DARMAK AND JALAD AT TANAGRA

Mythic form and Jungian archetype have been important aspects of the Star Trek narrative from the earliest episodes of TOS on. The universality of Star Trek’s “deep structure” is undoubtedly a major ingredient in its enduring appeal across cultural and generational lines.

Sometimes, though, Star Trek has elevated mythic tradition out of the narrative structure of an episode and examined its role in cultural formation more directly. Nowhere has ST done a better job of exploring myth and culture than in “Darmok,” the second episode of season five of TNG.

Responding to a signal from the Tamarians, a race with whom the Federation would very much like to establish formal relations, the Enterprise has rendezvoused with a Tamarian ship in orbit over El-Adral IV, an apparently uninhabited planet.

While the universal translator can decipher individual words, it cannot make sense out of the structure of the Tamarian language. The Tamarians express themselves in what, at first, seem to be nonsensical phrases. Frustration mounts on both the Tamarian and Federation sides of the exchange as neither can make itself comprehensible to the other.

In a flash, Picard finds himself transported to the planet’s surface, where he is alone with Dathon, the Tamarian captain (beautifully portrayed by Paul Winfield). More frustration and suspicion ensues. Dathon continues to speak in what seem to Picard riddles. “Darmak and Jalad at Tanagra.” “Shaka, when the walls fell.”

Picard at first assumes that Dathon intends to engage in one-on-one combat, but gradually comes to realize that Dathon is trying to use the situation to help him understand how Tamarians communicate.

Picard, ever the Renaissance man, pieces together the linguistic and contextual evidence and figures out that the Tamarians communicate almost exclusively by metaphor, and, more importantly, by metaphors drawn from their own universe of myth and legend.

+++

§ Exercise task: From the essay on the Star Trek episode "Darmok," extract the passage starting with "Sometimes, though, Star" and going on through "five of TNG.".

Image point annotation entries
+++

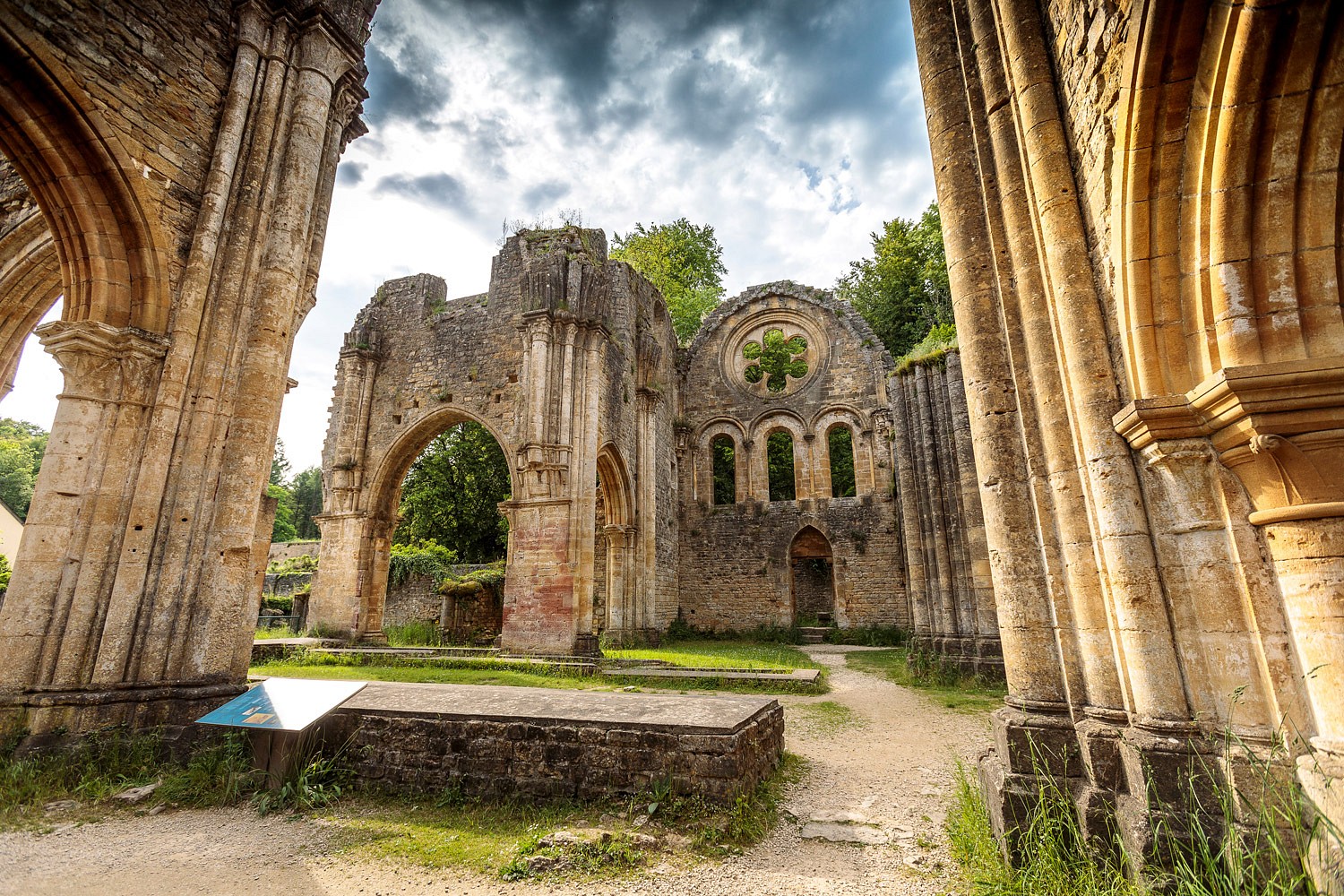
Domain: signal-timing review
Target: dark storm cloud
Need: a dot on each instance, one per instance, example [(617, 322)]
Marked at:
[(440, 191), (406, 88), (349, 174), (542, 196), (827, 59)]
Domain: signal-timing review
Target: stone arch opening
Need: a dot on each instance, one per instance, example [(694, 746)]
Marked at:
[(840, 461), (723, 462), (382, 520), (613, 606), (781, 469), (812, 589)]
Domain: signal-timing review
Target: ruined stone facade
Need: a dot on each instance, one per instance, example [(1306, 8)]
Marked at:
[(567, 360), (642, 482), (750, 557), (182, 158), (1142, 225)]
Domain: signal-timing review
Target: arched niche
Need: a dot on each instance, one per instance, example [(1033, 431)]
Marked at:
[(617, 543), (812, 582)]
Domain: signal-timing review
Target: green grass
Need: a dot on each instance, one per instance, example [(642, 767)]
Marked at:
[(430, 675), (827, 718), (217, 772), (964, 694), (446, 831), (725, 654)]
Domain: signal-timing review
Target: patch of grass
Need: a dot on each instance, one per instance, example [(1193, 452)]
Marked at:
[(1053, 860), (217, 772), (723, 654), (289, 668), (445, 829), (954, 691), (827, 718), (414, 634)]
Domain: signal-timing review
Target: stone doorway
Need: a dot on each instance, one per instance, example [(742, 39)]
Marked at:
[(812, 578)]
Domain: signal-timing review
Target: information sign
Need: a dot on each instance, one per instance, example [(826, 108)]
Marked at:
[(282, 704)]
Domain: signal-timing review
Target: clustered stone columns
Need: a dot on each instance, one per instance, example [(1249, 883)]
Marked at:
[(1152, 366), (134, 582), (952, 599)]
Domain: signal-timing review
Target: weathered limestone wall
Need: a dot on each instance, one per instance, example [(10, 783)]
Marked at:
[(569, 363), (182, 156), (418, 599), (1140, 209), (952, 598), (737, 559)]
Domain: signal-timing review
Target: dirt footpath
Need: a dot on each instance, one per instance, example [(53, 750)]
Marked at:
[(881, 778)]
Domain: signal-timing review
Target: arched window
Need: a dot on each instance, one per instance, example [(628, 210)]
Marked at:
[(840, 450), (725, 455), (779, 455)]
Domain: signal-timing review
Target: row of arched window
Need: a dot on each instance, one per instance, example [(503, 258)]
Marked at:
[(780, 465)]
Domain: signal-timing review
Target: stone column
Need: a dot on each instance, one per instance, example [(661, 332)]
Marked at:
[(54, 611)]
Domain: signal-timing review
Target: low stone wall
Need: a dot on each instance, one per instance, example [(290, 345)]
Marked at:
[(475, 616), (527, 755), (290, 549)]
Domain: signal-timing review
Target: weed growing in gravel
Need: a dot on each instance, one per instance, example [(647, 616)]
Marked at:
[(827, 718), (1226, 850), (943, 684)]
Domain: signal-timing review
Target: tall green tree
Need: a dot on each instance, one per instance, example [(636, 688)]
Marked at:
[(282, 530), (279, 465), (452, 493), (685, 261), (306, 487), (902, 290), (22, 446)]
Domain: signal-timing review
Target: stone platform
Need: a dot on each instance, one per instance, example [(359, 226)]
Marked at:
[(547, 743)]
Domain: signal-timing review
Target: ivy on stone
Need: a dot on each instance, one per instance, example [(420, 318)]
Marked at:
[(774, 359)]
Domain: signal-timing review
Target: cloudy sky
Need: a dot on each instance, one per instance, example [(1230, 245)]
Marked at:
[(793, 126)]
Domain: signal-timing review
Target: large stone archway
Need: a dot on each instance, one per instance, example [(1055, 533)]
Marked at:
[(564, 360), (183, 198)]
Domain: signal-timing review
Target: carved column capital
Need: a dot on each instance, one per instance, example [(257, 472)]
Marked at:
[(1279, 426), (104, 363)]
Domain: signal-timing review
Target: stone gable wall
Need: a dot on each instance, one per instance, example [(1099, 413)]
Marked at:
[(736, 559)]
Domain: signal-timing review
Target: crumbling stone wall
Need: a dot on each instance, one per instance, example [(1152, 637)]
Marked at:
[(736, 564), (182, 156), (569, 362), (1142, 218)]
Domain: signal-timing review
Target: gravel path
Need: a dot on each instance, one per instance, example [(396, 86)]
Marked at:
[(892, 771)]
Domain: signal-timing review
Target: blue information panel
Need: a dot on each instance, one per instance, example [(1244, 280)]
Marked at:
[(282, 704)]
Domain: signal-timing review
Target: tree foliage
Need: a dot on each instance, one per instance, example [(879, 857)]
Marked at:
[(902, 290), (840, 452), (22, 446), (685, 261), (452, 493), (306, 487), (779, 455)]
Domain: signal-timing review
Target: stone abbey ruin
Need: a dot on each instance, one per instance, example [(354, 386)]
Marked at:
[(1124, 487), (642, 487)]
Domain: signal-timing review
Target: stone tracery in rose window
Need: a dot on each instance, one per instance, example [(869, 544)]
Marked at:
[(774, 359)]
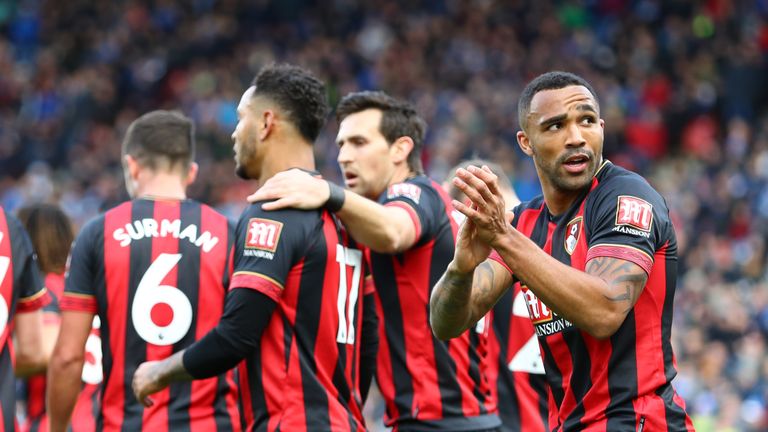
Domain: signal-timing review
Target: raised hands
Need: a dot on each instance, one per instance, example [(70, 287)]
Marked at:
[(487, 211), (293, 188)]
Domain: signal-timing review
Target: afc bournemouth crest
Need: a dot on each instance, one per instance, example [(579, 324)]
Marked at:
[(572, 233)]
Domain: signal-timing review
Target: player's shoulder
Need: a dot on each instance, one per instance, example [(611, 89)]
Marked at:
[(289, 216), (414, 189)]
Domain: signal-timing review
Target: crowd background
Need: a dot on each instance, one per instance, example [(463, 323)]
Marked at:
[(682, 87)]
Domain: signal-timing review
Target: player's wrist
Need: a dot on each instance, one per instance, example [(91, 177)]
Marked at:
[(336, 197)]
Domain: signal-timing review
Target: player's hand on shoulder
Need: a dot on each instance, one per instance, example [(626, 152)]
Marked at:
[(293, 188), (146, 381)]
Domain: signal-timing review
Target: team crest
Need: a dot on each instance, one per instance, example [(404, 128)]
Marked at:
[(263, 234), (634, 212), (407, 190), (572, 234)]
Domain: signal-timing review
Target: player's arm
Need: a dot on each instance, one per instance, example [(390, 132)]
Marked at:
[(385, 229), (470, 286), (31, 357), (461, 298), (66, 368), (596, 300), (246, 314)]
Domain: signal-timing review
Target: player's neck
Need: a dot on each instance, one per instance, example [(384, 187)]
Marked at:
[(292, 153), (164, 186), (401, 174)]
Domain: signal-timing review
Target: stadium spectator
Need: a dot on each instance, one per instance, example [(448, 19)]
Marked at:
[(596, 257), (516, 371), (296, 321), (22, 294), (156, 270), (51, 233), (404, 218), (75, 74)]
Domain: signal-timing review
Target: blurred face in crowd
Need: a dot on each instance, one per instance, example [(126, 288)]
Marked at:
[(365, 156), (564, 136), (245, 137)]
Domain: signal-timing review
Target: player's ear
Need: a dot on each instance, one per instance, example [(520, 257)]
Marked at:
[(400, 149), (194, 168), (266, 124), (524, 143), (131, 166)]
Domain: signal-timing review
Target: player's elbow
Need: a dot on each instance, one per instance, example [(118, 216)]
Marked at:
[(605, 327), (443, 329)]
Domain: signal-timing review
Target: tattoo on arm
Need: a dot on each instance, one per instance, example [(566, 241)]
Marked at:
[(625, 279)]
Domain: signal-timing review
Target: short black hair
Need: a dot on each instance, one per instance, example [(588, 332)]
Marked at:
[(548, 81), (159, 137), (298, 93), (399, 119)]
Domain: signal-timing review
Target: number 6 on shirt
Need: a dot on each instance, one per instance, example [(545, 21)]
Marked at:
[(150, 295), (347, 257)]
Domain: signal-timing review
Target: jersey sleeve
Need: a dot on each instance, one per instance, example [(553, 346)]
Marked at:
[(267, 245), (82, 267), (421, 203), (27, 277), (625, 220)]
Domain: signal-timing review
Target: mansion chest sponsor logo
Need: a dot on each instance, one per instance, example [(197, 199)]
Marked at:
[(408, 190), (262, 237), (544, 320), (149, 227)]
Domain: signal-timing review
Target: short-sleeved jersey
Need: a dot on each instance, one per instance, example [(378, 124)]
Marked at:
[(21, 290), (87, 407), (304, 374), (622, 382), (156, 273), (428, 384), (516, 371)]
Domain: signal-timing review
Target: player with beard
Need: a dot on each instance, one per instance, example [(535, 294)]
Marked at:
[(404, 218), (299, 319), (597, 259)]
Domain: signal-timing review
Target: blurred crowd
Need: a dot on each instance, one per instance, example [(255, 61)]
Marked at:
[(681, 86)]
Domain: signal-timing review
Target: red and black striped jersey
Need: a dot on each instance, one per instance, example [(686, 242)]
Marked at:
[(516, 370), (622, 382), (21, 290), (156, 273), (427, 384), (304, 374), (86, 409)]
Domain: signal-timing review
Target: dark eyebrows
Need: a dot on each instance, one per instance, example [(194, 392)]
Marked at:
[(586, 107)]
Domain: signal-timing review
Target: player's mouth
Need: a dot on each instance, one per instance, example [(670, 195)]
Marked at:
[(577, 163)]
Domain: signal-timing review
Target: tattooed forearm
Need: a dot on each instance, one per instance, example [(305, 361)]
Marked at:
[(449, 305), (625, 279)]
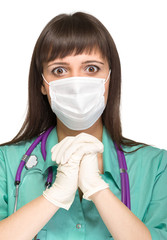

+++

§ Result for this exercise:
Sometimes, though, Star Trek has elevated mythic tradition out of the narrative structure of an episode and examined its role in cultural formation more directly. Nowhere has ST done a better job of exploring myth and culture than in “Darmok,” the second episode of season five of TNG.